■ EXERCISE
How many lines in the material below contain the word "fence"? Reply with the number only.

■ SUPPLIED ENTRIES

===============

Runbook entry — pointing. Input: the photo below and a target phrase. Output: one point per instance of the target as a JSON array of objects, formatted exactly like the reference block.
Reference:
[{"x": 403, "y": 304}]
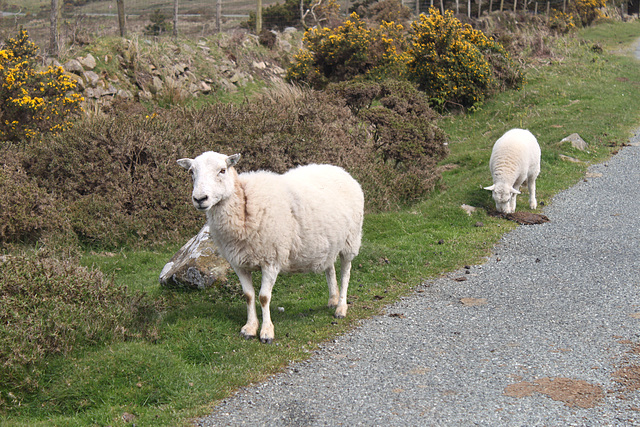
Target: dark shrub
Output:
[
  {"x": 116, "y": 182},
  {"x": 49, "y": 307},
  {"x": 27, "y": 211}
]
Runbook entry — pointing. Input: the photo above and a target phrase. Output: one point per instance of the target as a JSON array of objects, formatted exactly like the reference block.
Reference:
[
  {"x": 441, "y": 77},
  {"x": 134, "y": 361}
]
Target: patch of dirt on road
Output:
[
  {"x": 572, "y": 392},
  {"x": 522, "y": 218},
  {"x": 628, "y": 375}
]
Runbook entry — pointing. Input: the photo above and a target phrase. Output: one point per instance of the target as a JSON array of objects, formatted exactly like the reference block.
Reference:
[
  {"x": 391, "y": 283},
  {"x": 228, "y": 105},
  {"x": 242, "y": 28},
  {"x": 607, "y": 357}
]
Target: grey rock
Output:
[
  {"x": 156, "y": 85},
  {"x": 88, "y": 62},
  {"x": 124, "y": 94},
  {"x": 52, "y": 62},
  {"x": 74, "y": 66},
  {"x": 91, "y": 78},
  {"x": 76, "y": 78},
  {"x": 197, "y": 265},
  {"x": 204, "y": 87},
  {"x": 576, "y": 141},
  {"x": 569, "y": 159}
]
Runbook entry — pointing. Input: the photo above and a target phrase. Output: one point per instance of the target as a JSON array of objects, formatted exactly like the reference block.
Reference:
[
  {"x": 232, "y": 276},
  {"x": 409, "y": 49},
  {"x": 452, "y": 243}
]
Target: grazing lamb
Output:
[
  {"x": 296, "y": 222},
  {"x": 515, "y": 159}
]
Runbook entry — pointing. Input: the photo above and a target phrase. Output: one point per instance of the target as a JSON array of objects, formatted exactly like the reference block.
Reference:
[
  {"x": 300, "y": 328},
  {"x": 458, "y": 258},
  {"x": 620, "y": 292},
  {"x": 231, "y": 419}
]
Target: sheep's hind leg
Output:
[
  {"x": 533, "y": 203},
  {"x": 250, "y": 329},
  {"x": 269, "y": 276},
  {"x": 345, "y": 274},
  {"x": 334, "y": 298}
]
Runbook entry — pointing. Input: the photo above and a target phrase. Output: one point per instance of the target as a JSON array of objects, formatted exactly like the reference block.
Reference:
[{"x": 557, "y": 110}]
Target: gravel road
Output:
[{"x": 546, "y": 332}]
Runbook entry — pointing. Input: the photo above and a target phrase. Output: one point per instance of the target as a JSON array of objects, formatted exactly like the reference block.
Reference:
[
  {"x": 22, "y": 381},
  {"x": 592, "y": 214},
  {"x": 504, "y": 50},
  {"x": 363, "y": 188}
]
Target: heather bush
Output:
[
  {"x": 33, "y": 102},
  {"x": 117, "y": 179},
  {"x": 455, "y": 64},
  {"x": 588, "y": 10},
  {"x": 561, "y": 22},
  {"x": 27, "y": 211},
  {"x": 113, "y": 181},
  {"x": 50, "y": 307}
]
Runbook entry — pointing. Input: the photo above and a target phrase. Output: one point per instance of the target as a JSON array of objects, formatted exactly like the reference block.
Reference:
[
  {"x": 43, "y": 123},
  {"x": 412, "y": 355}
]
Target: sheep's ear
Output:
[
  {"x": 233, "y": 160},
  {"x": 185, "y": 163}
]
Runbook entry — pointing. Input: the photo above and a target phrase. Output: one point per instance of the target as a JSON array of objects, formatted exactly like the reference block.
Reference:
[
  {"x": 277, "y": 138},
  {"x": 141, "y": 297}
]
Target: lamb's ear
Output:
[
  {"x": 185, "y": 163},
  {"x": 233, "y": 160}
]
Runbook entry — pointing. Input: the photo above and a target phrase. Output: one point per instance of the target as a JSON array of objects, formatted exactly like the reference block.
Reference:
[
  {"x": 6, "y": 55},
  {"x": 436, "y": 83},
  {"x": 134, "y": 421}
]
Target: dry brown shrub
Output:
[
  {"x": 116, "y": 182},
  {"x": 27, "y": 211}
]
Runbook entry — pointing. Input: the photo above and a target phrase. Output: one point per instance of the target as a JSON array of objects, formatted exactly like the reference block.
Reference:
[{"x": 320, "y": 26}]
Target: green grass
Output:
[{"x": 199, "y": 356}]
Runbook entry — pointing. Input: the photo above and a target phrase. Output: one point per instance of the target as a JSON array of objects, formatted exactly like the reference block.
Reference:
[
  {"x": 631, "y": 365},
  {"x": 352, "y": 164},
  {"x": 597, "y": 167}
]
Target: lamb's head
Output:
[
  {"x": 213, "y": 180},
  {"x": 502, "y": 194}
]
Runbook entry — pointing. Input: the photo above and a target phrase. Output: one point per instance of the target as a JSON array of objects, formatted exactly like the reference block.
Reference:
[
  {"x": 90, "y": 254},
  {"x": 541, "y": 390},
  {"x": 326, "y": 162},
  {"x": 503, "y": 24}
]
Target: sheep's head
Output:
[
  {"x": 212, "y": 180},
  {"x": 502, "y": 194}
]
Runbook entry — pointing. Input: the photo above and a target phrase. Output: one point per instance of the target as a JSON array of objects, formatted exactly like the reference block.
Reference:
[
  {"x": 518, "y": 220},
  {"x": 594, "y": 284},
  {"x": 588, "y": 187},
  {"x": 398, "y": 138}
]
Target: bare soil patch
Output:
[
  {"x": 522, "y": 218},
  {"x": 572, "y": 392}
]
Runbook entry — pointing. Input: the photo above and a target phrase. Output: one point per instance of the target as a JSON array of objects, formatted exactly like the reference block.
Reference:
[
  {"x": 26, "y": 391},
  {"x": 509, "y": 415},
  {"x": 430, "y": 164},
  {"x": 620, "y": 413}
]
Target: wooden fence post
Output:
[
  {"x": 175, "y": 18},
  {"x": 54, "y": 40},
  {"x": 121, "y": 17},
  {"x": 259, "y": 17}
]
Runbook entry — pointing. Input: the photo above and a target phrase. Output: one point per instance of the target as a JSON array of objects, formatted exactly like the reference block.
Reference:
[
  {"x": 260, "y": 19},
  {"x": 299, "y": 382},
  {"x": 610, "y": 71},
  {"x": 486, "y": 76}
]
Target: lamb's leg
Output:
[
  {"x": 251, "y": 328},
  {"x": 345, "y": 274},
  {"x": 533, "y": 203},
  {"x": 269, "y": 275},
  {"x": 512, "y": 203},
  {"x": 333, "y": 286}
]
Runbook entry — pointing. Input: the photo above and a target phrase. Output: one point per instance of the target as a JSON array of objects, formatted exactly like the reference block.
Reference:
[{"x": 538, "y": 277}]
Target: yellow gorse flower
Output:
[{"x": 33, "y": 101}]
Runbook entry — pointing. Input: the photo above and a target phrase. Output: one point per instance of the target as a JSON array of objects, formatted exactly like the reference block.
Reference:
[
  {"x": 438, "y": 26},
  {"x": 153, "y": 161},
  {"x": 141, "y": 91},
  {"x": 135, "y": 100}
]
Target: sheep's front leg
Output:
[
  {"x": 251, "y": 328},
  {"x": 330, "y": 273},
  {"x": 345, "y": 275},
  {"x": 269, "y": 276}
]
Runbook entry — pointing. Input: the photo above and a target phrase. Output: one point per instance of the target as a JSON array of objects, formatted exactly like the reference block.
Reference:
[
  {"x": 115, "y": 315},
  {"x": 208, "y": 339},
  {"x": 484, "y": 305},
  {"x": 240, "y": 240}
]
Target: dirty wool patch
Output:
[{"x": 572, "y": 392}]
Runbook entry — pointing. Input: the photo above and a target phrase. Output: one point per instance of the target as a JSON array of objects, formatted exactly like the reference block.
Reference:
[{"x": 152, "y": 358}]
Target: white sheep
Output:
[
  {"x": 296, "y": 222},
  {"x": 515, "y": 159}
]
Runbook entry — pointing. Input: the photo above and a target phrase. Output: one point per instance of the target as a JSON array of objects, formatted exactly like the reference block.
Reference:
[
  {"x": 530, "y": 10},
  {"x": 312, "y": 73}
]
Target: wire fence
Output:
[{"x": 82, "y": 20}]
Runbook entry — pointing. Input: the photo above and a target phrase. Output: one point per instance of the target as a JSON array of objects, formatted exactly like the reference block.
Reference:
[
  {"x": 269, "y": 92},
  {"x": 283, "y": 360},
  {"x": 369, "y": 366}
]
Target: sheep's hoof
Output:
[{"x": 247, "y": 337}]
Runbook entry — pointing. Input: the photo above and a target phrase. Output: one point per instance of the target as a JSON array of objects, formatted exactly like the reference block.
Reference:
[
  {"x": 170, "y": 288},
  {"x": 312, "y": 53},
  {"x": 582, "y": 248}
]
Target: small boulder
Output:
[
  {"x": 197, "y": 265},
  {"x": 88, "y": 62},
  {"x": 576, "y": 141},
  {"x": 91, "y": 78},
  {"x": 73, "y": 66}
]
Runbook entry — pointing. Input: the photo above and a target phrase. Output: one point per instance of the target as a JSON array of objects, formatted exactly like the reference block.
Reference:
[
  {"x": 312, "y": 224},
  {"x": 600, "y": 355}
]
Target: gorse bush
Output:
[
  {"x": 33, "y": 102},
  {"x": 456, "y": 64},
  {"x": 346, "y": 52},
  {"x": 50, "y": 307},
  {"x": 159, "y": 24},
  {"x": 588, "y": 10}
]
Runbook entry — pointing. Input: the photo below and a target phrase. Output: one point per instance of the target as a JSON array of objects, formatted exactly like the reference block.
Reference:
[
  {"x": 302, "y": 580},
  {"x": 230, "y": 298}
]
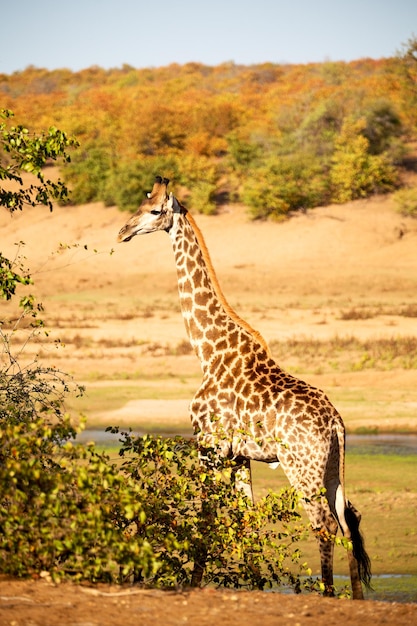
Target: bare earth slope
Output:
[{"x": 118, "y": 314}]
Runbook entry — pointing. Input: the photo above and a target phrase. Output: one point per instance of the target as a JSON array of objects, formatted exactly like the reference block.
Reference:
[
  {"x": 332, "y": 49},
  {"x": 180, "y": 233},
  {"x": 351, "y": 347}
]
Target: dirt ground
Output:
[{"x": 117, "y": 312}]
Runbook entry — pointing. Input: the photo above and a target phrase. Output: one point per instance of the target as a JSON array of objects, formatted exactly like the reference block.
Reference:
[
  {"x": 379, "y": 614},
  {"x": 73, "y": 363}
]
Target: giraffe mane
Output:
[{"x": 213, "y": 277}]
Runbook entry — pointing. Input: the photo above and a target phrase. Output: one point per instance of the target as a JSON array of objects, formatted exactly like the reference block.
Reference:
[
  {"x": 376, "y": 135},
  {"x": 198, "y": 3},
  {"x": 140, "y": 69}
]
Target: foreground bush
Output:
[
  {"x": 192, "y": 510},
  {"x": 68, "y": 510}
]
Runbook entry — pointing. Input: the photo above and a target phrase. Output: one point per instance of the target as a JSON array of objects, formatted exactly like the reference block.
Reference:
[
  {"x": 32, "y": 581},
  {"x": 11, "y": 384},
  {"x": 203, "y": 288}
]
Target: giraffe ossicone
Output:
[{"x": 261, "y": 412}]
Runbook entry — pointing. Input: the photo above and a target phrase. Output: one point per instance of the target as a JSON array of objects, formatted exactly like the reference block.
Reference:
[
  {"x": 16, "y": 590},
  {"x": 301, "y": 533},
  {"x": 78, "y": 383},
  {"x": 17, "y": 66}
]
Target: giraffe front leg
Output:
[{"x": 242, "y": 478}]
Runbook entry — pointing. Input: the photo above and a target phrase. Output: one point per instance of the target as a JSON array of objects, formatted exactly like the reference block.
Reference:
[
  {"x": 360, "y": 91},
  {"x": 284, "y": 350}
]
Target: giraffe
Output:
[{"x": 262, "y": 412}]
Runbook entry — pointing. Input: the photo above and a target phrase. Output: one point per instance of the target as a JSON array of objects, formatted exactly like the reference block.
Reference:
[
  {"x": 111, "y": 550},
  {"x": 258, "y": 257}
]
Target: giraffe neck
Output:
[{"x": 209, "y": 320}]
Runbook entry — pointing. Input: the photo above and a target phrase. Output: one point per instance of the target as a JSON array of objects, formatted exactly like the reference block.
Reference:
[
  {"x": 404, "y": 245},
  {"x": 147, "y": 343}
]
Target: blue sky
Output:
[{"x": 76, "y": 34}]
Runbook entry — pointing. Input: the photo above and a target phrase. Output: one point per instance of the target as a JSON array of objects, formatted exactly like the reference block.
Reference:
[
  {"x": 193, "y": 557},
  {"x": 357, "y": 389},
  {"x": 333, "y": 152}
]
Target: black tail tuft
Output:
[{"x": 359, "y": 552}]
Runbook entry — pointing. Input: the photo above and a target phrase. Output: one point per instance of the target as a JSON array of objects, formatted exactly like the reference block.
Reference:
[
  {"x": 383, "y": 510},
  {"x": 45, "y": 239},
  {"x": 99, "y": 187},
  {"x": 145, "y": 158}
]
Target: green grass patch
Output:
[{"x": 384, "y": 490}]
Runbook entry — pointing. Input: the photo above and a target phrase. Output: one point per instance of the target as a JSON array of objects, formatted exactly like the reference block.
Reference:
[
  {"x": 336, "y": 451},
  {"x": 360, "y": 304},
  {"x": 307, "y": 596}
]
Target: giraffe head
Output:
[{"x": 155, "y": 213}]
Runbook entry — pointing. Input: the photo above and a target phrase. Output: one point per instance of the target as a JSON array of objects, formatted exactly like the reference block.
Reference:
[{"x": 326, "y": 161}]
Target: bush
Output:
[
  {"x": 355, "y": 173},
  {"x": 284, "y": 184},
  {"x": 406, "y": 201},
  {"x": 192, "y": 510}
]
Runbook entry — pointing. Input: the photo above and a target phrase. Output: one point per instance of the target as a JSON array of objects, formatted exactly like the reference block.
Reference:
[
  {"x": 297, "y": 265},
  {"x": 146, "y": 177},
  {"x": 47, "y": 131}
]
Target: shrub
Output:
[
  {"x": 355, "y": 173},
  {"x": 192, "y": 510},
  {"x": 283, "y": 184},
  {"x": 406, "y": 201}
]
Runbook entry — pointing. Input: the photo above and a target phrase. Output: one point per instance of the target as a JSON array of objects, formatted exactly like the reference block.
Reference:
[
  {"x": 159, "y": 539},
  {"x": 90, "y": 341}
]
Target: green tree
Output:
[
  {"x": 355, "y": 173},
  {"x": 23, "y": 151}
]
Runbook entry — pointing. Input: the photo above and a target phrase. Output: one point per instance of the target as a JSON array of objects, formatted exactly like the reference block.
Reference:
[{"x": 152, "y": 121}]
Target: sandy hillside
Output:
[
  {"x": 118, "y": 316},
  {"x": 115, "y": 306}
]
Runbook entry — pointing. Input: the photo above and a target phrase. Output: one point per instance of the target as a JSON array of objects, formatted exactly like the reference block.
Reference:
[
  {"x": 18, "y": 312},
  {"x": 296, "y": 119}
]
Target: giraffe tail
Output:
[
  {"x": 352, "y": 517},
  {"x": 349, "y": 517}
]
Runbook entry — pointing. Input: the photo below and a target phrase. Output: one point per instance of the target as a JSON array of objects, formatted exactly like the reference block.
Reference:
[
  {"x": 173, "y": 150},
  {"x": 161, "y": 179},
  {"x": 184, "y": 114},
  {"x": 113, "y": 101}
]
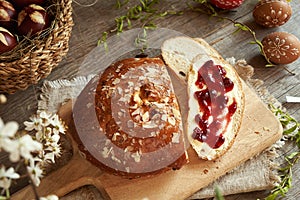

===============

■ EXERCISE SOLUTION
2